## Aim
Please retype the records that begin with the line containing "Detect all instances of orange flame." and end with the line containing "[42,22,149,111]", with both of those lines included.

Stored items from a collection
######
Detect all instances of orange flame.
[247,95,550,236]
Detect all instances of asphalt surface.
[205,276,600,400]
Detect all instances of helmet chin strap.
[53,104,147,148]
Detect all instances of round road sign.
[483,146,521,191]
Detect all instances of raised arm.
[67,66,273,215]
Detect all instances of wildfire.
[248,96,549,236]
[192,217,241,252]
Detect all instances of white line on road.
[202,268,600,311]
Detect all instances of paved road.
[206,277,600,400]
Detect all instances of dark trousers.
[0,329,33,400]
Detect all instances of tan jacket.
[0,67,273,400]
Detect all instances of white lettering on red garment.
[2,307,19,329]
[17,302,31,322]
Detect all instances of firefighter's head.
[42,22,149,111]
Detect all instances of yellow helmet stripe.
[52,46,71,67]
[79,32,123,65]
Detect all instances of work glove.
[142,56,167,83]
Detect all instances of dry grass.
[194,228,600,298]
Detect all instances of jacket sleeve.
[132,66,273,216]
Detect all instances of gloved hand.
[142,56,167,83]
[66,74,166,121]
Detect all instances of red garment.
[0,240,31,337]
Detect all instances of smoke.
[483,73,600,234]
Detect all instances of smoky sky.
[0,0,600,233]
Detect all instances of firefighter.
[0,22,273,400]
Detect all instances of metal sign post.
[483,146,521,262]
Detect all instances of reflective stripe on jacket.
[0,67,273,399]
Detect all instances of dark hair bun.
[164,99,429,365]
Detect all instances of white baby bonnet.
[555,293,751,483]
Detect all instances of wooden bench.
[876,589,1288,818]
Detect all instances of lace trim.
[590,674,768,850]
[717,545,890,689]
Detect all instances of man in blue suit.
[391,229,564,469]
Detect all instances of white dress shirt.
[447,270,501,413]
######
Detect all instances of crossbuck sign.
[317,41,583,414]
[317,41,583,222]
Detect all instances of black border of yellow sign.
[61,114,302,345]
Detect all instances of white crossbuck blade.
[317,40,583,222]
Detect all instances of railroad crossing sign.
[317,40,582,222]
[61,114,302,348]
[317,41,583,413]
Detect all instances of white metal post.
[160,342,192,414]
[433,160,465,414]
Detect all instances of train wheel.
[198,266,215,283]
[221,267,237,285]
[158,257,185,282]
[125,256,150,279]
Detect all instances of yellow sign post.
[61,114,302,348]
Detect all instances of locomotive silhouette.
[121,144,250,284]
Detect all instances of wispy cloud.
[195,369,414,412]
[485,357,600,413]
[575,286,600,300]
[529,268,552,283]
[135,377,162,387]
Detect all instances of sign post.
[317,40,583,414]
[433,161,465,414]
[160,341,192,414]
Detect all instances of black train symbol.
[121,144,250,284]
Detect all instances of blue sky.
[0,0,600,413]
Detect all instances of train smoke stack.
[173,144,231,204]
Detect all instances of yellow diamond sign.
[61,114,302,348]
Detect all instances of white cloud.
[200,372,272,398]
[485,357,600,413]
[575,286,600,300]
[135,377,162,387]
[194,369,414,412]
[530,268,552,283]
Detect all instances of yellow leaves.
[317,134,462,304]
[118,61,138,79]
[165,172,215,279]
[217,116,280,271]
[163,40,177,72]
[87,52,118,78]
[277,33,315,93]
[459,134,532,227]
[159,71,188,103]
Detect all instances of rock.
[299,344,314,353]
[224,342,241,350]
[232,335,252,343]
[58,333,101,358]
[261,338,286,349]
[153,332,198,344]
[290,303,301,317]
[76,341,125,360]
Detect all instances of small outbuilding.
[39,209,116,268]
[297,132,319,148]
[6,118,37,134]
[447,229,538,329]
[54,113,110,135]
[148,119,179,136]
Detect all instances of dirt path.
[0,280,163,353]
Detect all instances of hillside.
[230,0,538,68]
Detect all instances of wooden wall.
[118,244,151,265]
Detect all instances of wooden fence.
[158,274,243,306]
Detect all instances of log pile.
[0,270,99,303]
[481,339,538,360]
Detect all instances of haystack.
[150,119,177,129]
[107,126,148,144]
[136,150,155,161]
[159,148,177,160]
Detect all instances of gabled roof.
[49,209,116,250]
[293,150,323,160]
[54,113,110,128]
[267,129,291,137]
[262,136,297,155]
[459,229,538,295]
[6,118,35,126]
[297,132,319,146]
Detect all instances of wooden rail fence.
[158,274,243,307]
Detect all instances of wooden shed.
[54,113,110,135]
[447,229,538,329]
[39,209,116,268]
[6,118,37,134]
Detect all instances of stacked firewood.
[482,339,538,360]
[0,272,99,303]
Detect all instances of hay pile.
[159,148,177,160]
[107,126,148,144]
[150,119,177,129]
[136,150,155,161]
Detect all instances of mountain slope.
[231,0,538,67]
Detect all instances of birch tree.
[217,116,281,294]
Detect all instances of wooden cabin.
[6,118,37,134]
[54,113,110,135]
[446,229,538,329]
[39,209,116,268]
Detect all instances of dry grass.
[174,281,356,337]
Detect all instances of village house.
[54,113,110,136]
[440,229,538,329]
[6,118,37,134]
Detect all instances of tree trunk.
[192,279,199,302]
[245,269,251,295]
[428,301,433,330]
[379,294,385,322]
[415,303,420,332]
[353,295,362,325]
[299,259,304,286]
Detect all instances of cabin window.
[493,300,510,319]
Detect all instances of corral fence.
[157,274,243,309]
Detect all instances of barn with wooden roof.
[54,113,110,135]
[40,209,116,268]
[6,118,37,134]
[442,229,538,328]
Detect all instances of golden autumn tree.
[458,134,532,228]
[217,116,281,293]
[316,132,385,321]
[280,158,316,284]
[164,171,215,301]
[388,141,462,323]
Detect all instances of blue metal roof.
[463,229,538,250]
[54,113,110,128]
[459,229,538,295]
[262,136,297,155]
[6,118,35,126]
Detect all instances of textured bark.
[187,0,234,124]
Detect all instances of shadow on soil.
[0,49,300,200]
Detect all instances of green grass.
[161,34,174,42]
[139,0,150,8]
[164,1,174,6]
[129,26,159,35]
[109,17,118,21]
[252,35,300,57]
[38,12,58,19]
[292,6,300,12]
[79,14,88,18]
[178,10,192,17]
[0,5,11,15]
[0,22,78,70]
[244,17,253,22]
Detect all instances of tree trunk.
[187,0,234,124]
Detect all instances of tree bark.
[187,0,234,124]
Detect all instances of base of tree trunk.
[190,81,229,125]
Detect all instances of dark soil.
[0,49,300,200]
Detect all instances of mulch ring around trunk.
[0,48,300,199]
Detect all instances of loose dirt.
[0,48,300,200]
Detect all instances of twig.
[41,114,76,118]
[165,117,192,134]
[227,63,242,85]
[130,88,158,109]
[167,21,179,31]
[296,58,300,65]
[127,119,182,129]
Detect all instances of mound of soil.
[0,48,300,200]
######
## Output below
Detect all instances of orange flame.
[247,95,550,236]
Detect all instances of asphalt surface.
[205,276,600,400]
Detect all instances of helmet chin strap.
[53,104,147,148]
Detect all instances of round road sign.
[483,146,521,191]
Detect all instances of raised arm.
[67,66,273,215]
Detect all instances of wildfire.
[248,96,549,236]
[192,217,241,252]
Detect all instances of white line on road.
[202,268,600,311]
Detect all instances of paved road.
[206,277,600,400]
Detect all instances of dark trousers.
[0,329,33,400]
Detect all instances of tan jacket.
[0,67,273,400]
Detect all instances of white lettering on red garment.
[2,307,19,329]
[17,302,31,322]
Detect all instances of firefighter's head.
[42,22,149,111]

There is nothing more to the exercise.